» **Exercise goal**
Recast every line of the entries below as a JSON list of strings, one string per line, skipping blank lines. Leave the pictures out of the list.

» **Object position labeling entries**
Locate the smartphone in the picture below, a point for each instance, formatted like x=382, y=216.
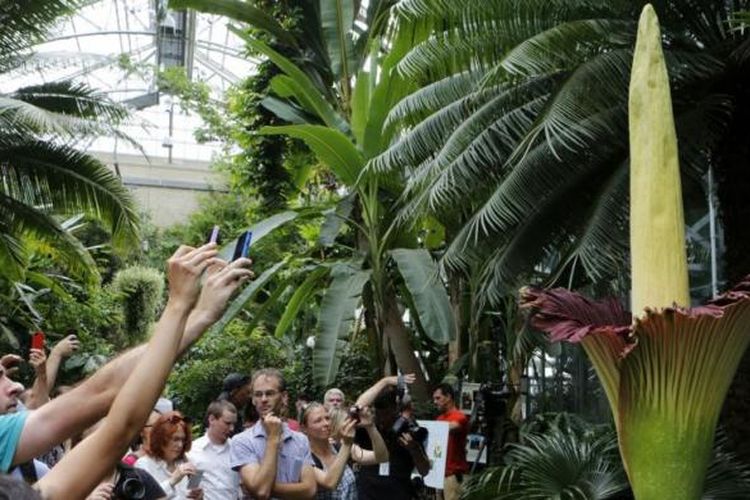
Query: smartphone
x=195, y=480
x=213, y=237
x=243, y=245
x=37, y=340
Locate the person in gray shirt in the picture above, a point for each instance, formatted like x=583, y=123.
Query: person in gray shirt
x=273, y=461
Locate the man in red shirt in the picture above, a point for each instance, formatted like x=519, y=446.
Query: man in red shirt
x=456, y=465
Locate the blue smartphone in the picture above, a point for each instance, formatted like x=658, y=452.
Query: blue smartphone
x=243, y=245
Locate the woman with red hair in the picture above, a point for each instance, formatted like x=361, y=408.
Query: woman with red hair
x=169, y=440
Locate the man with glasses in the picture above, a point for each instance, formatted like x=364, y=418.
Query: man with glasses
x=273, y=461
x=211, y=453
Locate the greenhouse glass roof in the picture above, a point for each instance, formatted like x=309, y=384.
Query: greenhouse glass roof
x=115, y=46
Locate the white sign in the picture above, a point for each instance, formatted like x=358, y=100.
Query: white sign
x=437, y=451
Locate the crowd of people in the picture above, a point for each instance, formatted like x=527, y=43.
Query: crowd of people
x=113, y=437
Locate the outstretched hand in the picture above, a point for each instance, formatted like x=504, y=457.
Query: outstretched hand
x=10, y=362
x=38, y=360
x=347, y=431
x=184, y=270
x=67, y=346
x=409, y=378
x=222, y=280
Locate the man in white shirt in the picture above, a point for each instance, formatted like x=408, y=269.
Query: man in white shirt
x=210, y=453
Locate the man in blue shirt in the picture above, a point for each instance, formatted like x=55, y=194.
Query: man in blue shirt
x=273, y=460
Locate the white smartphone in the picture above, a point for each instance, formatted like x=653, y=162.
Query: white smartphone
x=195, y=480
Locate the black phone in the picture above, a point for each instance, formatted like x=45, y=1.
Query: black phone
x=243, y=245
x=213, y=236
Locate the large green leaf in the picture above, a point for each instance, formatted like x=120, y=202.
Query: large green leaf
x=239, y=11
x=286, y=111
x=260, y=229
x=244, y=297
x=305, y=90
x=336, y=316
x=336, y=18
x=360, y=106
x=430, y=299
x=299, y=299
x=331, y=146
x=335, y=219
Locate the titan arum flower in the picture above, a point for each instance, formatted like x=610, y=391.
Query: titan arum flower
x=667, y=367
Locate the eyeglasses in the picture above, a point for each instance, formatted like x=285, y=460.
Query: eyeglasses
x=268, y=394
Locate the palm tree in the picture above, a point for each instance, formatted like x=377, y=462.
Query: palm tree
x=335, y=86
x=43, y=173
x=569, y=458
x=521, y=123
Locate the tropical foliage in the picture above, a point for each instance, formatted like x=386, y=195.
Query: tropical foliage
x=44, y=175
x=521, y=121
x=562, y=456
x=337, y=107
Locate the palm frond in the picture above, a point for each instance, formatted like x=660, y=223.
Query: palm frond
x=563, y=47
x=478, y=148
x=431, y=98
x=554, y=465
x=63, y=180
x=19, y=221
x=73, y=99
x=425, y=139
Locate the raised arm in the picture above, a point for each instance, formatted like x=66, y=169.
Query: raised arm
x=369, y=396
x=258, y=479
x=87, y=464
x=62, y=350
x=329, y=479
x=55, y=422
x=40, y=390
x=379, y=452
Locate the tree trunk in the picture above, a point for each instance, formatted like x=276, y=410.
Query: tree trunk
x=733, y=189
x=455, y=290
x=400, y=343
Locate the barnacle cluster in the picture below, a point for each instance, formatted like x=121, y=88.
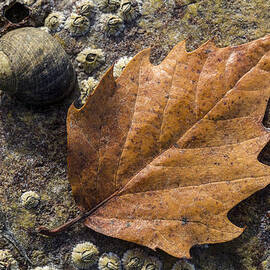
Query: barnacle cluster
x=85, y=8
x=90, y=58
x=55, y=21
x=109, y=261
x=133, y=259
x=152, y=263
x=120, y=65
x=108, y=5
x=30, y=199
x=86, y=87
x=7, y=261
x=183, y=265
x=45, y=268
x=77, y=25
x=129, y=10
x=125, y=11
x=85, y=255
x=113, y=24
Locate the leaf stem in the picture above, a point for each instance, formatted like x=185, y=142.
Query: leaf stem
x=52, y=232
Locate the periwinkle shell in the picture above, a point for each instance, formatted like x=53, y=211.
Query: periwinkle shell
x=34, y=67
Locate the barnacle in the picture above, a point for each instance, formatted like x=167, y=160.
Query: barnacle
x=7, y=261
x=108, y=5
x=90, y=59
x=152, y=263
x=129, y=10
x=114, y=25
x=29, y=2
x=77, y=25
x=86, y=87
x=30, y=199
x=133, y=259
x=85, y=8
x=45, y=268
x=85, y=255
x=183, y=265
x=120, y=65
x=109, y=261
x=55, y=21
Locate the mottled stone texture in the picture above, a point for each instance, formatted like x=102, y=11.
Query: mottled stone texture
x=33, y=140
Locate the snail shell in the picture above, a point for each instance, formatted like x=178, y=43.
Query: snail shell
x=34, y=67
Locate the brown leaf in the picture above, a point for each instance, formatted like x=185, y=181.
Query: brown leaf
x=179, y=141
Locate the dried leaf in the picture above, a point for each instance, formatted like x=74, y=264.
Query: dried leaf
x=178, y=141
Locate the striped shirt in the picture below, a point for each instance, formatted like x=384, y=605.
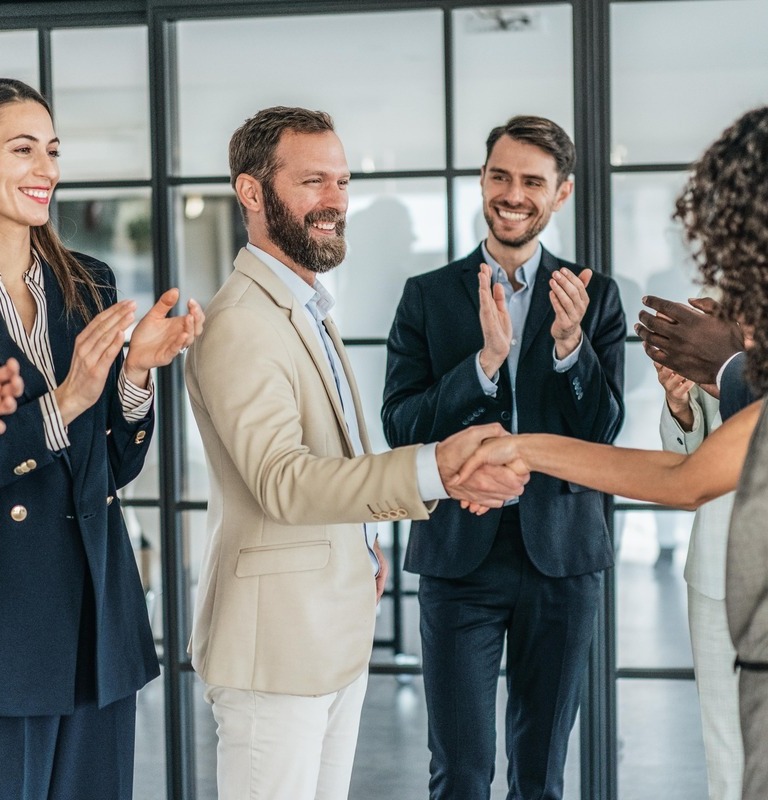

» **Exercise solution**
[
  "Locate the smartphone in the picture below, a point for each instance, formatted like x=382, y=216.",
  "Query: smartphone",
  "x=195, y=480",
  "x=213, y=237",
  "x=243, y=245",
  "x=37, y=340",
  "Locate the person in gray shirt in the picture above, a point for each instance, formatted like x=583, y=123.",
  "Query: person in gray shirt",
  "x=273, y=461",
  "Locate the man in red shirt in the picture above, a point for each instance, formatted like x=519, y=446.",
  "Query: man in red shirt",
  "x=456, y=465",
  "Locate the blue smartphone in the picture above, a point for each instance, formatted like x=658, y=452.",
  "Query: blue smartphone",
  "x=243, y=245",
  "Locate the woman with red hair in the picture above, a point for each instance, formatted like x=361, y=408.",
  "Query: woman with red hair",
  "x=169, y=440",
  "Locate the man with glasses in the picture above, a point for each instance, formatted like x=364, y=418.",
  "Query: man with glasses",
  "x=273, y=461",
  "x=211, y=453",
  "Locate the greenhouse glass roof in the picture above, a point for each instance, formatted like x=309, y=384.",
  "Query: greenhouse glass roof",
  "x=115, y=46",
  "Locate the white sign in the picture above, a point for each instance, formatted like x=358, y=100.",
  "Query: white sign",
  "x=437, y=451",
  "Locate the crowd of people in the picture above, a point for each instance, formatted like x=527, y=43.",
  "Query: crowd of people",
  "x=113, y=437",
  "Locate the outstretched hand in the picture above, a point for each instance, formatted like x=504, y=457.",
  "Query: outstretched hand",
  "x=10, y=362",
  "x=38, y=360",
  "x=347, y=431",
  "x=184, y=270",
  "x=67, y=346",
  "x=409, y=378",
  "x=222, y=280",
  "Locate the man in white shirt in the picture above, a point for each instance, formatted like x=408, y=269.",
  "Query: man in white shirt",
  "x=210, y=453",
  "Locate the man in blue shirt in the picture above, a point for each instance, formatted like x=55, y=194.",
  "Query: man in blue shirt",
  "x=273, y=460",
  "Locate the white smartphone in the picture above, a point for each instance, formatted like x=653, y=162.",
  "Query: white smartphone",
  "x=195, y=480",
  "Locate the black phone in the picture above, a point for each instance, formatted like x=45, y=1.",
  "Query: black phone",
  "x=243, y=245",
  "x=213, y=236",
  "Locate the large green leaf in the picture above, a point for each instance, formatted like x=120, y=202.",
  "Query: large green leaf",
  "x=239, y=11",
  "x=286, y=111",
  "x=260, y=229",
  "x=244, y=297",
  "x=305, y=90",
  "x=336, y=316",
  "x=336, y=18",
  "x=360, y=106",
  "x=430, y=299",
  "x=299, y=299",
  "x=331, y=146",
  "x=335, y=219",
  "Locate the titan arum flower in the picture above, a point for each instance, formatted like x=610, y=391.",
  "Query: titan arum flower",
  "x=667, y=367",
  "Locate the eyeglasses in the picture above, a point for each instance, formatted like x=285, y=460.",
  "Query: eyeglasses",
  "x=268, y=394",
  "Locate the palm tree in the picture above, a point for each instance, formatted like x=377, y=462.",
  "Query: palm tree",
  "x=335, y=86",
  "x=43, y=173",
  "x=569, y=458",
  "x=521, y=123",
  "Locate the tropical foliage in the picture above, a point for each instance, formatted like x=386, y=195.",
  "Query: tropical foliage",
  "x=44, y=175",
  "x=521, y=121",
  "x=562, y=456",
  "x=337, y=107",
  "Locate the palm frond in the picture above, a point for each instance, formatted like x=660, y=223.",
  "Query: palm frond",
  "x=563, y=47",
  "x=478, y=148",
  "x=431, y=98",
  "x=554, y=465",
  "x=63, y=180",
  "x=19, y=221",
  "x=73, y=99",
  "x=425, y=139",
  "Locate the raised arm in the picture above, a point for each instance, formatted like x=66, y=169.",
  "Query: raised arm",
  "x=369, y=396",
  "x=258, y=479",
  "x=87, y=464",
  "x=62, y=350",
  "x=329, y=479",
  "x=55, y=422",
  "x=40, y=390",
  "x=379, y=452",
  "Locate the tree trunk in the picture above, a point for each instance, formatted like x=276, y=410.",
  "Query: tree trunk",
  "x=733, y=189",
  "x=455, y=290",
  "x=400, y=343",
  "Locate the barnacle cluster in the picture below, a point for each instance, formatted like x=121, y=88.",
  "Query: barnacle cluster",
  "x=85, y=8",
  "x=90, y=58",
  "x=55, y=21",
  "x=109, y=261",
  "x=133, y=259",
  "x=152, y=263",
  "x=120, y=65",
  "x=108, y=5",
  "x=30, y=199",
  "x=86, y=87",
  "x=7, y=261",
  "x=183, y=265",
  "x=45, y=268",
  "x=77, y=25",
  "x=129, y=10",
  "x=125, y=11",
  "x=85, y=255",
  "x=113, y=24",
  "Locate the leaf stem in the picture above, a point for each instance, formatted like x=185, y=142.",
  "Query: leaf stem",
  "x=52, y=232",
  "Locate the periwinkle shell in the picture above, a point for each instance, formatted like x=53, y=211.",
  "Query: periwinkle shell",
  "x=34, y=67",
  "Locate the barnacle in the picture above, a point for each instance, formatted like x=167, y=160.",
  "Query: barnacle",
  "x=7, y=261",
  "x=108, y=5",
  "x=90, y=59",
  "x=152, y=263",
  "x=129, y=10",
  "x=114, y=25",
  "x=29, y=2",
  "x=77, y=25",
  "x=86, y=87",
  "x=30, y=199",
  "x=133, y=259",
  "x=85, y=8",
  "x=45, y=268",
  "x=85, y=255",
  "x=183, y=265",
  "x=120, y=65",
  "x=109, y=261",
  "x=55, y=21",
  "Locate the mottled stone texture in the picture above, a point for each instance, formatted like x=102, y=11.",
  "Query: mottled stone texture",
  "x=33, y=140",
  "Locate the snail shell in the picture above, a point for each instance, formatted like x=178, y=43.",
  "Query: snail shell",
  "x=34, y=67",
  "Locate the brown leaf in the picture above, a point for each instance, formatted like x=185, y=181.",
  "Query: brown leaf",
  "x=179, y=141",
  "Locate the dried leaf in the picture above, a point for each instance, formatted like x=74, y=264.",
  "Query: dried leaf",
  "x=178, y=141",
  "Locate the striped shirt in the picture below, a point for each instance, formatted like x=384, y=605."
]